-- Given records follows --

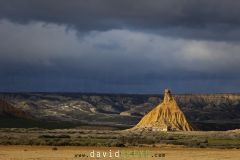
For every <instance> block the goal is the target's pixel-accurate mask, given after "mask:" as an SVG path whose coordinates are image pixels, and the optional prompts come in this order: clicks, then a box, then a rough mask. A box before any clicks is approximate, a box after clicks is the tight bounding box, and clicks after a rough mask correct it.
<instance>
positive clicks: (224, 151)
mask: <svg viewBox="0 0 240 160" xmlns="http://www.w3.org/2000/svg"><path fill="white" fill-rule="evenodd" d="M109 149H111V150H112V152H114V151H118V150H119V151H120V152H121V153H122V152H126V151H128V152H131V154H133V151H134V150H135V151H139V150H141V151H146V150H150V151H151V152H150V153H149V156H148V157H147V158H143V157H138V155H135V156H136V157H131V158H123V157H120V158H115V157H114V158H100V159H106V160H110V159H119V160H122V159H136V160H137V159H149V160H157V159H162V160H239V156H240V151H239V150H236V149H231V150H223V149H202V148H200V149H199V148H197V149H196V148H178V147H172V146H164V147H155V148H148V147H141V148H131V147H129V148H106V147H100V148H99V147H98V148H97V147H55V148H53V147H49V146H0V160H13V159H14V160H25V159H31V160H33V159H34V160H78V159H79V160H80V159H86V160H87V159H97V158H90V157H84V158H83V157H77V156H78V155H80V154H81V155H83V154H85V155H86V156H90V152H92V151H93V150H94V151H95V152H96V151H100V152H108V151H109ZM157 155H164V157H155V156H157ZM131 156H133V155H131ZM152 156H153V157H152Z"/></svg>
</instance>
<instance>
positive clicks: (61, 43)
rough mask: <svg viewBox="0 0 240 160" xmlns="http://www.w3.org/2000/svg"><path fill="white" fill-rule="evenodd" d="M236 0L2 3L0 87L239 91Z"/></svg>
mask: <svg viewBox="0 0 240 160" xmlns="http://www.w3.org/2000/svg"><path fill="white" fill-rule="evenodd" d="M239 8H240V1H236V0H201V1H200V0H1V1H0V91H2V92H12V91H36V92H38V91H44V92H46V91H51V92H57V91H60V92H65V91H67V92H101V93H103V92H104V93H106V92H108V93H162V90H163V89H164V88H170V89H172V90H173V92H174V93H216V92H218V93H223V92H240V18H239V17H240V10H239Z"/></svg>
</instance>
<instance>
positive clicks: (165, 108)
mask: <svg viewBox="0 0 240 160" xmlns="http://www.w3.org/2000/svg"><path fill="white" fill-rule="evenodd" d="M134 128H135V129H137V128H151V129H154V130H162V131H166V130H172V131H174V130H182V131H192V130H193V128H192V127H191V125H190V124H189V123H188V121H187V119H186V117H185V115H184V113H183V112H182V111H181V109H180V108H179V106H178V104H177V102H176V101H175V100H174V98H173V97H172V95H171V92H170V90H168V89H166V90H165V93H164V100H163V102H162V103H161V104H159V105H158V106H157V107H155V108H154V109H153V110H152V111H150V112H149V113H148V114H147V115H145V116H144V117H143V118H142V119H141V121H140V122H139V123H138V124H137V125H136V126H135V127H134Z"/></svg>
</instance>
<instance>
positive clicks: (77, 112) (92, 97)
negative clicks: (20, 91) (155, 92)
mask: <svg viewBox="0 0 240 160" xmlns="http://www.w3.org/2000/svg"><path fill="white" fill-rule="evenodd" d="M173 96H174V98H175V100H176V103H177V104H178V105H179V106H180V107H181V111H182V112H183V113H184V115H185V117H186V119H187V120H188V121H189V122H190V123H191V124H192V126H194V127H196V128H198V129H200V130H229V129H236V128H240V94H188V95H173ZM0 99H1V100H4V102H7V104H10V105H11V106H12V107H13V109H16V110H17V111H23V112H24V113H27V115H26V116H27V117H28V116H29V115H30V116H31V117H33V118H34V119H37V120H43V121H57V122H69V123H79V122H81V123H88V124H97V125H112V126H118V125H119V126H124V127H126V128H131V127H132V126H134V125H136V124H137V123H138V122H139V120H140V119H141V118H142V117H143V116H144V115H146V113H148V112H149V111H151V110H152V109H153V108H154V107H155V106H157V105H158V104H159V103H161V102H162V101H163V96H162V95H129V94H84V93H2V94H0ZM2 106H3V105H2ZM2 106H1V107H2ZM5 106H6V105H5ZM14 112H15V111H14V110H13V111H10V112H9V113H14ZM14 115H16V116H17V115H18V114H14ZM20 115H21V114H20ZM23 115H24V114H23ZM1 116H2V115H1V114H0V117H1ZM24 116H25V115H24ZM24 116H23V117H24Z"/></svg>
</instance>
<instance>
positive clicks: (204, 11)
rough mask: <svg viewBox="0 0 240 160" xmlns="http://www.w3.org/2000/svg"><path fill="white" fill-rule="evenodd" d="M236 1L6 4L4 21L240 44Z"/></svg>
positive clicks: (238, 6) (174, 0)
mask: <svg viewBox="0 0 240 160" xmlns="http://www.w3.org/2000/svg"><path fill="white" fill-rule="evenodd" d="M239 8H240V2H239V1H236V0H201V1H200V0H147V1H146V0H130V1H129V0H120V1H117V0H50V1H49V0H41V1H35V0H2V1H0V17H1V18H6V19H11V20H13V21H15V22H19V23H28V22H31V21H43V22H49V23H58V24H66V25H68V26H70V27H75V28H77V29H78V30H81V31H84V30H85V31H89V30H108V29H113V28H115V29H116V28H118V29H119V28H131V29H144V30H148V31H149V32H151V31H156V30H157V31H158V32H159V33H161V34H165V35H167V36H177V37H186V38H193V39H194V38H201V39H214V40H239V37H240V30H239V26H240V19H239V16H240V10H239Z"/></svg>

-- Given records concluded --
-- Given records follows --

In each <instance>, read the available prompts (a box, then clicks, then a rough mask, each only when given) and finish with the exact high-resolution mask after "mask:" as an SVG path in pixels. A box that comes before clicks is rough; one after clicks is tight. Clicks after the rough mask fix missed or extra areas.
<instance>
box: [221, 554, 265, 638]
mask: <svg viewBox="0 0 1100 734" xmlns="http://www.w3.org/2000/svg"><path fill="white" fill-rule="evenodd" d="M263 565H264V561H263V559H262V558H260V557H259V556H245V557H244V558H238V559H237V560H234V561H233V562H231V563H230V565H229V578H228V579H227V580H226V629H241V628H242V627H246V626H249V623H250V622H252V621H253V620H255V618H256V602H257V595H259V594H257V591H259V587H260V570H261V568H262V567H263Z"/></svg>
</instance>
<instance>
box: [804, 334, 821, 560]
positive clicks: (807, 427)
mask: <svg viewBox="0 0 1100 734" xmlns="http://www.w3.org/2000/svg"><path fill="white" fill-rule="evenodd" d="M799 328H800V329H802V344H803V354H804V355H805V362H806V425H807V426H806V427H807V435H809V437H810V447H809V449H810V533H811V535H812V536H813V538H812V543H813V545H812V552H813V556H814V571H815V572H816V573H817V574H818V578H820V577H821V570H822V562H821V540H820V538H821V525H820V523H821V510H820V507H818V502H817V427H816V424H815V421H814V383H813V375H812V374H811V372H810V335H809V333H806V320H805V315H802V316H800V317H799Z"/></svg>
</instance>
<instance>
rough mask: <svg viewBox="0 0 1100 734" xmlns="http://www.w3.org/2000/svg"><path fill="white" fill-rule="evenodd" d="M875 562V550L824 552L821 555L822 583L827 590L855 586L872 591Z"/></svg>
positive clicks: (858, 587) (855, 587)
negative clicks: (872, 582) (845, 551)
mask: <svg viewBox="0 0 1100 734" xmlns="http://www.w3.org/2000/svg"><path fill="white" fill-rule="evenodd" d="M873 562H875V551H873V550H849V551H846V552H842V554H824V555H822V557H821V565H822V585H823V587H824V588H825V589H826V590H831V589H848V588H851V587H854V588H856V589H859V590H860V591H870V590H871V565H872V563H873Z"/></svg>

-- Given records concluded --
-- Given records follows --

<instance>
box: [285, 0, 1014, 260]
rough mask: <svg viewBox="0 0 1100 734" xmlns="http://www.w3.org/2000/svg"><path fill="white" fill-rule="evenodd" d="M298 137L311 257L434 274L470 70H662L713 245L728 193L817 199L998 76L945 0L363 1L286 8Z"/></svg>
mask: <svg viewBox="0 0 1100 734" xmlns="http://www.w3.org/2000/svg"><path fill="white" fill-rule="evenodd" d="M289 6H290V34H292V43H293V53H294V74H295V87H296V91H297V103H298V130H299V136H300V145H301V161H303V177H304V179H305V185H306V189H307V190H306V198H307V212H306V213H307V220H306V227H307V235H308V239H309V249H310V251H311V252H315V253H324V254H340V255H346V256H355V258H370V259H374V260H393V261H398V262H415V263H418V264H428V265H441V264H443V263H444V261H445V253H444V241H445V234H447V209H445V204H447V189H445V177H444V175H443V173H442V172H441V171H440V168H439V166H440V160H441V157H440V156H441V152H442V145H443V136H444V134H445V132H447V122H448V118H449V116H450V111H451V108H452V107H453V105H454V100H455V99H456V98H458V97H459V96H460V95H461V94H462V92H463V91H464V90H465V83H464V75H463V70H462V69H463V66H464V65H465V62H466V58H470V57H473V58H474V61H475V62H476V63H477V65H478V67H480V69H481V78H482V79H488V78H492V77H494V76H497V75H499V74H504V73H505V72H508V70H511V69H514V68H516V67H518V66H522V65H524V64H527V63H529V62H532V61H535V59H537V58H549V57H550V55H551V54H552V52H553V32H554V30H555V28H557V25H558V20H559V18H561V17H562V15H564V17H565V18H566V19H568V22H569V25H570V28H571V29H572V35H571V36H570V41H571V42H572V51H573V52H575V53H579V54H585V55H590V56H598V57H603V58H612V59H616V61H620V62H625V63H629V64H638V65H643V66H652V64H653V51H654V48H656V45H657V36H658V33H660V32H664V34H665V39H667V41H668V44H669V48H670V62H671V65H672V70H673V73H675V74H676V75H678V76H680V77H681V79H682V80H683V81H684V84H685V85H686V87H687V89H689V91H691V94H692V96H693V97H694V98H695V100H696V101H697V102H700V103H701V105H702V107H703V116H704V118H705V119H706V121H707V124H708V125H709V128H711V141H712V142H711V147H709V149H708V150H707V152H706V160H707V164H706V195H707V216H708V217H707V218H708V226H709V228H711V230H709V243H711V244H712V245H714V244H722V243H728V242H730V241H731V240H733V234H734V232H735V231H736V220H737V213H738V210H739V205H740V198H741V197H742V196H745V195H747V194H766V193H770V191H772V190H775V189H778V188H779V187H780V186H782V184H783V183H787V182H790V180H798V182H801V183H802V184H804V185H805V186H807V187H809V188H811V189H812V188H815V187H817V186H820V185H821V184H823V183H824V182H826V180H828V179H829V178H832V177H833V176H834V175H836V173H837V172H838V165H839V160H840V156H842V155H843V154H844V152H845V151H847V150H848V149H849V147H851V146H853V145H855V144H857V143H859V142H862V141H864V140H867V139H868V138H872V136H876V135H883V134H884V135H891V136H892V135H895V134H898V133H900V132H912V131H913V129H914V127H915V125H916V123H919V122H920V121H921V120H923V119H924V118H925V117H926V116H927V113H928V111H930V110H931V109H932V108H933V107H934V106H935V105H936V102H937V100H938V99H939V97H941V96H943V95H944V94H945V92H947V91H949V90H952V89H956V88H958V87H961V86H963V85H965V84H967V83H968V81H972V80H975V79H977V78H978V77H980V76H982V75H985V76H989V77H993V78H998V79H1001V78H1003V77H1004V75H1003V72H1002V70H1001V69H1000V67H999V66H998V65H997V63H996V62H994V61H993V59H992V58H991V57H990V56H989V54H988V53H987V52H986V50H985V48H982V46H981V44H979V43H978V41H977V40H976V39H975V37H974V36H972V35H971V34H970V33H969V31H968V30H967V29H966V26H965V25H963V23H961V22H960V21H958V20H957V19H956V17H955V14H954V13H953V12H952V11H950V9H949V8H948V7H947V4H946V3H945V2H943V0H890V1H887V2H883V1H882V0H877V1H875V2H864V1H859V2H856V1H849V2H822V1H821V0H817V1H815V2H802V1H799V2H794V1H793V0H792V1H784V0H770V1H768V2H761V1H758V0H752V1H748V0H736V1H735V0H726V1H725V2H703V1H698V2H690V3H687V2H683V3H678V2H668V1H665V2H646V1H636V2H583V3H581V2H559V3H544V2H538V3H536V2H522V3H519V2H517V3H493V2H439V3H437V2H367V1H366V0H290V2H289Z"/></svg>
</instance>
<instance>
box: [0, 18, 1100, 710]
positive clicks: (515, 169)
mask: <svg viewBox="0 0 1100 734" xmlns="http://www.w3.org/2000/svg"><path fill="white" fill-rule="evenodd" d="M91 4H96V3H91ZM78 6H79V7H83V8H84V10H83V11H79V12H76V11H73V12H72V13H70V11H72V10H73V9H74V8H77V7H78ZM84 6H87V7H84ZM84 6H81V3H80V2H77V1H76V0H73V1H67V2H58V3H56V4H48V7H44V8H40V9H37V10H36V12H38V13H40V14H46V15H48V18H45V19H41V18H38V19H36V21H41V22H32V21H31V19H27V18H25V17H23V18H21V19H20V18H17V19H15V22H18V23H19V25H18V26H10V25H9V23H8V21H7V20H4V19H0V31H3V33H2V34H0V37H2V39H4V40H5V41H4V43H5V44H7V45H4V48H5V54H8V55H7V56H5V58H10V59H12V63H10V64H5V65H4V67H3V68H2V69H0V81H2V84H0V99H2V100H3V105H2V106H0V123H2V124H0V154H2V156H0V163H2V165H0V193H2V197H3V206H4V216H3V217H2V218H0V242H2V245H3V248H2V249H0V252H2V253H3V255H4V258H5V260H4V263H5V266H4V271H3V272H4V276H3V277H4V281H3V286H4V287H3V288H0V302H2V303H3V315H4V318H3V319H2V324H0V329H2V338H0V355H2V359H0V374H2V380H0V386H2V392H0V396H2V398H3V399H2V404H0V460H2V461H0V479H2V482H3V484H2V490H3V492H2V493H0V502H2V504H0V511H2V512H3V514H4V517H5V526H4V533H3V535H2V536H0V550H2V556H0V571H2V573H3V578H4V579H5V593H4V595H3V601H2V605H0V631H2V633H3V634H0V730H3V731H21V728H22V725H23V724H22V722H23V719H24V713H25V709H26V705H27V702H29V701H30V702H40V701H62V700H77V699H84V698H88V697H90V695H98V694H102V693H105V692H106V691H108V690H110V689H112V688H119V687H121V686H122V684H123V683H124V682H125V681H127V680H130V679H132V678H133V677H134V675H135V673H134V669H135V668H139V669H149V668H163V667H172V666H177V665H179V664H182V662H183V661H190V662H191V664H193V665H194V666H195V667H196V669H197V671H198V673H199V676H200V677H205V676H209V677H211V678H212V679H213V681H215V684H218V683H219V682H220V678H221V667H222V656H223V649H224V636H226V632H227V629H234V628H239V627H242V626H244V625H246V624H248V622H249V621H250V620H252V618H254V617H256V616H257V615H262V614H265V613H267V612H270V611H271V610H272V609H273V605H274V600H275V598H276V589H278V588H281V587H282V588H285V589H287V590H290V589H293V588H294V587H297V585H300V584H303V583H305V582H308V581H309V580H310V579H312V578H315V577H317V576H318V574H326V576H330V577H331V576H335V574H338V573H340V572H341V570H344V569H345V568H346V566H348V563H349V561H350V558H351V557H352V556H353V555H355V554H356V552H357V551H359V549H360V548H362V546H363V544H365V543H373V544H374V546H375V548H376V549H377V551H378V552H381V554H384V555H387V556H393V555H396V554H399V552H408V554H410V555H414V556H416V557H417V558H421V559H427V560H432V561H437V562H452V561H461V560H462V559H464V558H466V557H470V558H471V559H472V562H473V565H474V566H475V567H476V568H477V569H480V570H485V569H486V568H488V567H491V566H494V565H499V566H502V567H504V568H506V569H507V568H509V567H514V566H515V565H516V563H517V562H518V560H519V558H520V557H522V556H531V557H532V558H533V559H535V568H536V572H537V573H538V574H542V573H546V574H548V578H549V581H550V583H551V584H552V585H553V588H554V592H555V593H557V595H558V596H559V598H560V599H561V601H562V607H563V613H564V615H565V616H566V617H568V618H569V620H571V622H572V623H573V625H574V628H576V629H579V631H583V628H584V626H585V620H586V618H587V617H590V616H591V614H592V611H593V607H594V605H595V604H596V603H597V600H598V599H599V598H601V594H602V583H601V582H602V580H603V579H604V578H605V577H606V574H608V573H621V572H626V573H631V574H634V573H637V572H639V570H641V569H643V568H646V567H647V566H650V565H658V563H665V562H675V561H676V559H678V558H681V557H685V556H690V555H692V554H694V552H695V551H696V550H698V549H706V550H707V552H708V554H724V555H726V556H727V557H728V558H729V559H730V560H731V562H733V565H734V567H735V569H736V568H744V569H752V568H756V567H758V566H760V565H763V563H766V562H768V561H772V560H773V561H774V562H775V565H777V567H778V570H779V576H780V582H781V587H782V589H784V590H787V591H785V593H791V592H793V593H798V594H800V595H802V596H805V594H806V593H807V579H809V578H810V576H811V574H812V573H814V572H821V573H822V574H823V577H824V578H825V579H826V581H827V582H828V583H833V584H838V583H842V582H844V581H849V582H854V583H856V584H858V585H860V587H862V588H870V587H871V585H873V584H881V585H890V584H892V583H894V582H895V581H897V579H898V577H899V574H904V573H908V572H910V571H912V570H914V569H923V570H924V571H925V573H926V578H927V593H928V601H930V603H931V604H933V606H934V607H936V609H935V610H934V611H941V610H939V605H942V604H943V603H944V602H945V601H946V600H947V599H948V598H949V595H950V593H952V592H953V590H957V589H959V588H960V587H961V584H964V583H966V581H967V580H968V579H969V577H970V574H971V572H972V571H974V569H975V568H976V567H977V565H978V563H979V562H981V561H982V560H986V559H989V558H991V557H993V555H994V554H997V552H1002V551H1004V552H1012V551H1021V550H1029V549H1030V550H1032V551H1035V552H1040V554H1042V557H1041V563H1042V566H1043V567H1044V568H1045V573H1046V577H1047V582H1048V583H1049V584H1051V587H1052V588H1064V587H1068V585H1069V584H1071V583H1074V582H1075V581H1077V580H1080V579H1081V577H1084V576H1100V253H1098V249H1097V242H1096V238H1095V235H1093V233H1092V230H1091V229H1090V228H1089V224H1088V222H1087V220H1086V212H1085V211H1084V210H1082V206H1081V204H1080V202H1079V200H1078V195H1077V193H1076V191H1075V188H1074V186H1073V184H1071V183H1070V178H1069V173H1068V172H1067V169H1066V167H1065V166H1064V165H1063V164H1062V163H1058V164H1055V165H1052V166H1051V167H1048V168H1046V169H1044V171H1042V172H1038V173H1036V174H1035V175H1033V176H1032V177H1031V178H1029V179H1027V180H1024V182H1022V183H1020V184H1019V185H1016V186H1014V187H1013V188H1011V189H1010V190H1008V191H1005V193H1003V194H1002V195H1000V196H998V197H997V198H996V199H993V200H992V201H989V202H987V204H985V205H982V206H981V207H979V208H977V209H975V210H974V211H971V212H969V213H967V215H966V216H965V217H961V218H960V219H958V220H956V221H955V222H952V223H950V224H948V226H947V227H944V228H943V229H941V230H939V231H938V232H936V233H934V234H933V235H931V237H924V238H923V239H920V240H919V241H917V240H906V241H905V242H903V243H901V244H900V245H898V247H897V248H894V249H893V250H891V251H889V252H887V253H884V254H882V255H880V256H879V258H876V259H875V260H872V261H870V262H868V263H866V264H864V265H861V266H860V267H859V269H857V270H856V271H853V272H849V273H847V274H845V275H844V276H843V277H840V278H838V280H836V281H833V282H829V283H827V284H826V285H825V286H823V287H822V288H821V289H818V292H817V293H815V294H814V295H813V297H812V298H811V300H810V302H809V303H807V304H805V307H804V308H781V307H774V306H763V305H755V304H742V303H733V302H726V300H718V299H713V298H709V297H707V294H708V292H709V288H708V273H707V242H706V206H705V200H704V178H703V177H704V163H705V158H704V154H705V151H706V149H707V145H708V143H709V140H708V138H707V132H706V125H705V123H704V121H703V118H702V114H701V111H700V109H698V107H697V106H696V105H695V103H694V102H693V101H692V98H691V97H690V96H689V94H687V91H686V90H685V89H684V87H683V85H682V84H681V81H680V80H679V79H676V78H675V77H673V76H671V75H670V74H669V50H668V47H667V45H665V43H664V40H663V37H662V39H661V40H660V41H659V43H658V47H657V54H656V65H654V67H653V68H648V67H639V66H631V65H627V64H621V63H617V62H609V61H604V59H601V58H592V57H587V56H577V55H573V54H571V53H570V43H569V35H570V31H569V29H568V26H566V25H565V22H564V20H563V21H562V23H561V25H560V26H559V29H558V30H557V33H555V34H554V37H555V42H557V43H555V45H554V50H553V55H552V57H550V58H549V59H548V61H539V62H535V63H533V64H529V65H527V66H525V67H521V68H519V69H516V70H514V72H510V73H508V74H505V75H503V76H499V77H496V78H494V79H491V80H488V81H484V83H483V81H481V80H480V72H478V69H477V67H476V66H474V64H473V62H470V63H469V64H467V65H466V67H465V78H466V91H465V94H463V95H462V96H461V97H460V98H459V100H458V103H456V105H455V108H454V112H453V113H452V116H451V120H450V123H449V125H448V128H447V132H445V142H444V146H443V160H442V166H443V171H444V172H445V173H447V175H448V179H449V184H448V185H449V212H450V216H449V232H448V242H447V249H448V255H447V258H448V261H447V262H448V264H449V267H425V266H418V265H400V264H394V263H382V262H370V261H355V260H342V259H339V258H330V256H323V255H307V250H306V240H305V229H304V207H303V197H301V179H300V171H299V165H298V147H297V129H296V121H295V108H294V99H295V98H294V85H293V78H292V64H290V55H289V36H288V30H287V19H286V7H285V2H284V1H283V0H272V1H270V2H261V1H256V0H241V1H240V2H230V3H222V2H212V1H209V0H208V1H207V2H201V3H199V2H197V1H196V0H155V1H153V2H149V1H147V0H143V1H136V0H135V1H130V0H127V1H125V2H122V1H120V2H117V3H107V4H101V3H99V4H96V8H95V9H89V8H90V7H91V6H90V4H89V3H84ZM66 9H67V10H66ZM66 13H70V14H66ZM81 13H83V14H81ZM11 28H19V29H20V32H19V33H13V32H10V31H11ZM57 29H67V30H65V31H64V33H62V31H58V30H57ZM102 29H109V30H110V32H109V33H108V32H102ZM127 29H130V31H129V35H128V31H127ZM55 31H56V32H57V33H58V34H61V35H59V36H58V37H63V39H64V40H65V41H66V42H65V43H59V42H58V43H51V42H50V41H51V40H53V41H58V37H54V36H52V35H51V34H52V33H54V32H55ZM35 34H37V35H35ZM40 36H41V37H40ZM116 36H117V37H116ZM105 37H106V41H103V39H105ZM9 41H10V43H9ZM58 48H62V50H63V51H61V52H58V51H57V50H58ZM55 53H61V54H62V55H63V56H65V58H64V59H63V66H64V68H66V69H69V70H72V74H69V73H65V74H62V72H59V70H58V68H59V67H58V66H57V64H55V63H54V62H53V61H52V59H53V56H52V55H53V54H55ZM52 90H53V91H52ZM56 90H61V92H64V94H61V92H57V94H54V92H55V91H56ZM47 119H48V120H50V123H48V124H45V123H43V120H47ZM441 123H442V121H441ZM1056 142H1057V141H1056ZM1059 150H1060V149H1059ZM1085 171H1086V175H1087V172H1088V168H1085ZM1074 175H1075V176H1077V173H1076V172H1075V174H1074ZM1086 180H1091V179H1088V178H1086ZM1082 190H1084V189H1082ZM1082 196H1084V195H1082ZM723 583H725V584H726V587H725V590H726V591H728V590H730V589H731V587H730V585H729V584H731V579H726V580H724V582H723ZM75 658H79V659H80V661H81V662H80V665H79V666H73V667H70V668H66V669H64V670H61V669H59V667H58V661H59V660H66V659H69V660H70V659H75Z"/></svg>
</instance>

-- Given records concluded --

• _Work item_:
List every line of the records that contains the string "positive", matching case exactly.

• _Answer box_:
positive clicks: (224, 151)
positive clicks: (61, 43)
positive clicks: (165, 108)
positive clicks: (77, 112) (92, 97)
positive clicks: (204, 11)
positive clicks: (238, 6) (174, 0)
positive clicks: (807, 427)
positive clicks: (858, 587) (855, 587)
positive clicks: (515, 169)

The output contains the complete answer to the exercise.